### Records for this task
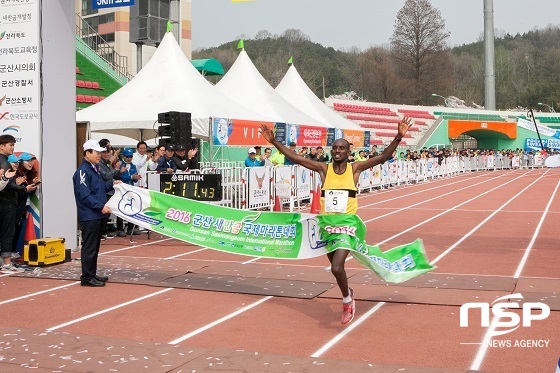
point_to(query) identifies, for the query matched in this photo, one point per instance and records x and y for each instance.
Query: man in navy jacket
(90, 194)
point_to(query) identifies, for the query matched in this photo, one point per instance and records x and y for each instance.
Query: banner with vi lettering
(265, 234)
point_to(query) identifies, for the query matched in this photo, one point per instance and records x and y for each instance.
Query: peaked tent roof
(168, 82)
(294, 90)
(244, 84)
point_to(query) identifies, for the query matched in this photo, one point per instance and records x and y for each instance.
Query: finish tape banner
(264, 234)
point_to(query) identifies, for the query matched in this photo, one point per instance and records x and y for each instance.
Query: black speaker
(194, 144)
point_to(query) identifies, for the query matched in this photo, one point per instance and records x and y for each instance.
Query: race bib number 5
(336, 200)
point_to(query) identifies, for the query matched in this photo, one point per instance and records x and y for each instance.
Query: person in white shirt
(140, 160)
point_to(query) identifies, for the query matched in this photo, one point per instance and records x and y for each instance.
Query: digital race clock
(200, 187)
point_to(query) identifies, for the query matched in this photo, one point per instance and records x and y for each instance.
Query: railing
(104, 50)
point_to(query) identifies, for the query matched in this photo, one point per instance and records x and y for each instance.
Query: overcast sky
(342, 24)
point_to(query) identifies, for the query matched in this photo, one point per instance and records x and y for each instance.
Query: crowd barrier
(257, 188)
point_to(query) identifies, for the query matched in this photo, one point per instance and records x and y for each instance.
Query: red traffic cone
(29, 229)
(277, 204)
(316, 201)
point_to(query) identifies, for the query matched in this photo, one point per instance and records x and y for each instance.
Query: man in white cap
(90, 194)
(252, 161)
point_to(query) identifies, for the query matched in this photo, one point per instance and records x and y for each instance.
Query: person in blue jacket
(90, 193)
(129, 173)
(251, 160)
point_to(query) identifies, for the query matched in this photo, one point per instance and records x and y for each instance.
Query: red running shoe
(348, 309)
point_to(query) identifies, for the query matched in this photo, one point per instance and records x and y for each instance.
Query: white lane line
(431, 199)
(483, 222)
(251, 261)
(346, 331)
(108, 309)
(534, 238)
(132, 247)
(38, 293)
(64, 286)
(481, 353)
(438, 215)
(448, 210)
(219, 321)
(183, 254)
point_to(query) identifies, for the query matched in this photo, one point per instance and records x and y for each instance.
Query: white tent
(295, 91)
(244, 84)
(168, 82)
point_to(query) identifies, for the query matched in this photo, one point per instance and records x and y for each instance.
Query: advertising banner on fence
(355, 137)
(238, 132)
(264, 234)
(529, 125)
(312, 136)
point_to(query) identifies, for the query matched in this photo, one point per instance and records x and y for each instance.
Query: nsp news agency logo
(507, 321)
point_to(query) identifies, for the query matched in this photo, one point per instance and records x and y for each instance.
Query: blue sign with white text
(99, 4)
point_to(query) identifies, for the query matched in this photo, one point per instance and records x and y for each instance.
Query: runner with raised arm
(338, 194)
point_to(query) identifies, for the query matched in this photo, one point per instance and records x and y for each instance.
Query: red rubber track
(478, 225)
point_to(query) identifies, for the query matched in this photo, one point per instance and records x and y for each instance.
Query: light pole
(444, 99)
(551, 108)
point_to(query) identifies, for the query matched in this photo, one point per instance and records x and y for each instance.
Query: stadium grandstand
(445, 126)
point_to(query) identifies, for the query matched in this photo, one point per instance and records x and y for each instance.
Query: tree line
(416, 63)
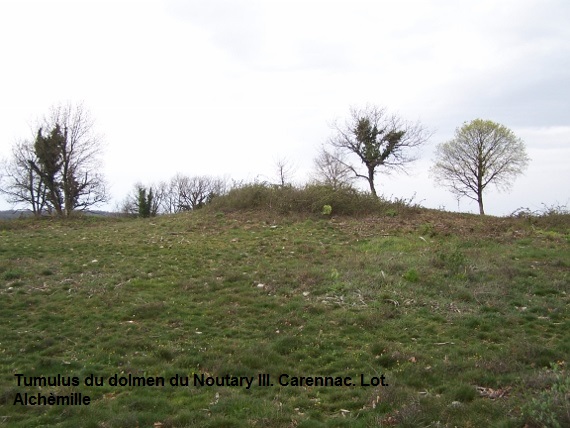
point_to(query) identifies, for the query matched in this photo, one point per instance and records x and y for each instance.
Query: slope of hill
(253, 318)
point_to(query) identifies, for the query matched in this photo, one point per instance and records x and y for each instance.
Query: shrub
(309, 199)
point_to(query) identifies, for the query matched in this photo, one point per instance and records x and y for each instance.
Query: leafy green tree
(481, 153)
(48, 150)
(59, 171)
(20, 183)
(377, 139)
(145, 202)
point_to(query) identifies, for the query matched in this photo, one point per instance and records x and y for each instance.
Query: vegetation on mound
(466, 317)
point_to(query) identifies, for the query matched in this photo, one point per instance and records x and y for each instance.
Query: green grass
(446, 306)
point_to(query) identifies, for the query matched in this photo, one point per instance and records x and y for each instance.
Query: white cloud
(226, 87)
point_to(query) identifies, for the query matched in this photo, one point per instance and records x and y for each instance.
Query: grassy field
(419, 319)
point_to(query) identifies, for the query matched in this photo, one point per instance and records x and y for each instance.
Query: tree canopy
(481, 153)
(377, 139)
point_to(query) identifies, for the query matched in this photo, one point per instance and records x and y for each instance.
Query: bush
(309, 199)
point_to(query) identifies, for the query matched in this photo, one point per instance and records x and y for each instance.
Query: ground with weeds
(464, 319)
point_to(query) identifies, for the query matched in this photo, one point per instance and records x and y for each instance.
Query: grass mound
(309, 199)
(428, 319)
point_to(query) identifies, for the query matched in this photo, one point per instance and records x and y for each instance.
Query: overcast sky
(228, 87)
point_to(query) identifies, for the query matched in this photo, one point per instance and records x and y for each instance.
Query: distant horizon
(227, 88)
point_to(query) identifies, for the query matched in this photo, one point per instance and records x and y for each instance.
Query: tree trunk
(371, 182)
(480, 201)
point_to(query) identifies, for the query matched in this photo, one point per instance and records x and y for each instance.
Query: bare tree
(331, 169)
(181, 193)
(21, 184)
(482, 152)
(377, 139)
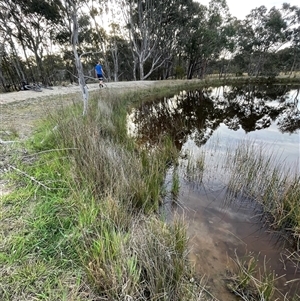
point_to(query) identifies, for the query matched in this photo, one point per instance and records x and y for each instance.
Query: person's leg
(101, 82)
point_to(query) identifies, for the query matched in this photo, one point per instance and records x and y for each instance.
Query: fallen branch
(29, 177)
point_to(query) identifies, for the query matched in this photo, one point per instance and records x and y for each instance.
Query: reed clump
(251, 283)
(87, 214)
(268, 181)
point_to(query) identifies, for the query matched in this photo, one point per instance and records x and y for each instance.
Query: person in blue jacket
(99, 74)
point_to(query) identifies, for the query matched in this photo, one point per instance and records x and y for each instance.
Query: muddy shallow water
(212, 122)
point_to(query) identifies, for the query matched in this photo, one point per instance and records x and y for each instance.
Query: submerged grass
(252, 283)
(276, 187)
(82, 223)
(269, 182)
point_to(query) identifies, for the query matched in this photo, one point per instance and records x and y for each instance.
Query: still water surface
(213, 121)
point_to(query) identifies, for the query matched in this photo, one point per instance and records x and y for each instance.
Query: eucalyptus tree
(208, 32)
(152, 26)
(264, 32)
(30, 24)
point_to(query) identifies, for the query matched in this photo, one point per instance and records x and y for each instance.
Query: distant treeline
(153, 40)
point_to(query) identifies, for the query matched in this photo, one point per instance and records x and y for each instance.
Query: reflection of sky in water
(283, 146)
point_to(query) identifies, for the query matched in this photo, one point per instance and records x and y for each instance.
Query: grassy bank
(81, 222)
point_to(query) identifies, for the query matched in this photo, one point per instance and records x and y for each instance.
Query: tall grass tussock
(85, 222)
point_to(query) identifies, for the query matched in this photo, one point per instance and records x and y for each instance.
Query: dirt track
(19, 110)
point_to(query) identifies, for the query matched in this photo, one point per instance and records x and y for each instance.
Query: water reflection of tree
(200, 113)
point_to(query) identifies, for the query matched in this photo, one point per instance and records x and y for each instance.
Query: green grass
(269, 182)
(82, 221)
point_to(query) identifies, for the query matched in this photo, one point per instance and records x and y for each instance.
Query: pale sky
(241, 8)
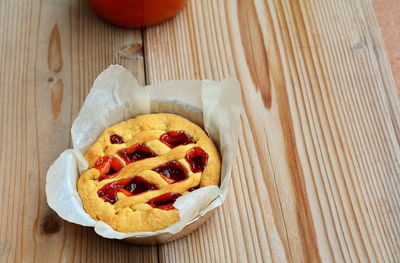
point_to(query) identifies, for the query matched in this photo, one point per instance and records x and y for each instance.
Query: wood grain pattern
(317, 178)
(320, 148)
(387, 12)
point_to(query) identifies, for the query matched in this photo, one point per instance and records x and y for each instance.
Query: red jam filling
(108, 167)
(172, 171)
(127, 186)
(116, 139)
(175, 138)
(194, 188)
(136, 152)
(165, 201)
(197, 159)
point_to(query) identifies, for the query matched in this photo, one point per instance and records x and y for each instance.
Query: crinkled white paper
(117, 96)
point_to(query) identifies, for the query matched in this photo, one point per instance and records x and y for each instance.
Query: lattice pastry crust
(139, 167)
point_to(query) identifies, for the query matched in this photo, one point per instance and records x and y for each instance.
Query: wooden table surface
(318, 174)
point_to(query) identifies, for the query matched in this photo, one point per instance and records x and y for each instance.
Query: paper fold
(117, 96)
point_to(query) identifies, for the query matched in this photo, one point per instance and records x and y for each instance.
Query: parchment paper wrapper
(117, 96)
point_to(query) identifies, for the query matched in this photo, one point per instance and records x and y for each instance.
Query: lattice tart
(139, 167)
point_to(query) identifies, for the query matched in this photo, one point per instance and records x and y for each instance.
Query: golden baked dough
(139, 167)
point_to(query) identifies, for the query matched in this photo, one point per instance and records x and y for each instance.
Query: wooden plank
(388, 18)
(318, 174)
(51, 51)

### Problem description
Please copy out every line of the items above that contains the word "paper".

### Solution for this task
Query: crinkled white paper
Query: paper fold
Query: parchment paper wrapper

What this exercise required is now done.